Excerpts from point annotation data:
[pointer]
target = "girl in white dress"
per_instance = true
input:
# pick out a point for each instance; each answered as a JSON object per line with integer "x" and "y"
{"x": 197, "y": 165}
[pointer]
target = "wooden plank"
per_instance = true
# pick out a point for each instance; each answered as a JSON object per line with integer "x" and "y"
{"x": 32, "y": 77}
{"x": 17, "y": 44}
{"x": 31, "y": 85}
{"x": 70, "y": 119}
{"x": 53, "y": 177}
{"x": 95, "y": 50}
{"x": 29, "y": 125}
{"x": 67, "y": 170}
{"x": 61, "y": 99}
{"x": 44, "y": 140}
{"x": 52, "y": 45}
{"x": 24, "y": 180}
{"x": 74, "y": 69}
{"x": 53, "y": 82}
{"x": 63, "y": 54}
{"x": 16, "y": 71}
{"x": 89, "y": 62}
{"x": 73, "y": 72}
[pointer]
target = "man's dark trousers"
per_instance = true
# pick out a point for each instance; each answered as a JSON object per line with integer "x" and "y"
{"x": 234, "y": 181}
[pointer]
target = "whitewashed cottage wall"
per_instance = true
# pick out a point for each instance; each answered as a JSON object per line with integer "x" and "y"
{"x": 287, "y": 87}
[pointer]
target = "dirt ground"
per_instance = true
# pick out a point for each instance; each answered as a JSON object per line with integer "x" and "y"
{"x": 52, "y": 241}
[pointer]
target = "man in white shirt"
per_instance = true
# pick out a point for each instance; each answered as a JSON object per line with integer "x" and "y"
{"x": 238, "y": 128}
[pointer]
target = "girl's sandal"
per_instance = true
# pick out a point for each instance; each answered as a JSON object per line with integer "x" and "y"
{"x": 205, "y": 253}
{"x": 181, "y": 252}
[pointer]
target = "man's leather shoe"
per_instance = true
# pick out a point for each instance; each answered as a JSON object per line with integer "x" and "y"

» WHAT YOU ARE ASKED TO DO
Please rewrite the listing above, changing every "pick out a point" to "mark one point" and leaving everything else untouched.

» RESULT OF THIS EXERCISE
[pointer]
target = "girl in white dress"
per_instance = true
input:
# mark one point for each instance; each answered as a JSON object per line with integer "x" and "y"
{"x": 197, "y": 165}
[pointer]
target = "wooden plank"
per_instance = true
# mark one point for each instance; each answered as a JSON object per line with integer "x" and "y"
{"x": 32, "y": 77}
{"x": 17, "y": 44}
{"x": 31, "y": 85}
{"x": 70, "y": 119}
{"x": 53, "y": 177}
{"x": 95, "y": 50}
{"x": 29, "y": 125}
{"x": 67, "y": 170}
{"x": 61, "y": 99}
{"x": 44, "y": 140}
{"x": 52, "y": 45}
{"x": 24, "y": 180}
{"x": 74, "y": 69}
{"x": 53, "y": 82}
{"x": 63, "y": 54}
{"x": 16, "y": 71}
{"x": 89, "y": 62}
{"x": 73, "y": 72}
[pointer]
target = "man's dark trousers"
per_instance = true
# mark one point for each instance; each answered as a JSON object per line with integer "x" and "y"
{"x": 234, "y": 181}
[pointer]
target = "whitewashed cottage wall"
per_instance = true
# mark one point for each instance; each answered as a JSON object per line with integer "x" and "y"
{"x": 287, "y": 87}
[pointer]
target = "dirt ground"
per_instance = true
# mark one point for each instance; each answered as a JSON object per line with integer "x" and "y"
{"x": 52, "y": 241}
[pointer]
target = "man in white shirt"
per_instance = true
# mark one point for each instance; each answered as a JSON object per line with integer "x" and "y"
{"x": 238, "y": 128}
[pointer]
target = "girl's sandal"
per_instance = true
# mark one point for each instance; each answered as a JSON object per line with integer "x" and "y"
{"x": 205, "y": 253}
{"x": 181, "y": 252}
[pointer]
target = "man's leather shoe"
per_instance = true
# mark one point for each instance; each answered as a JSON object per line with integer "x" and "y"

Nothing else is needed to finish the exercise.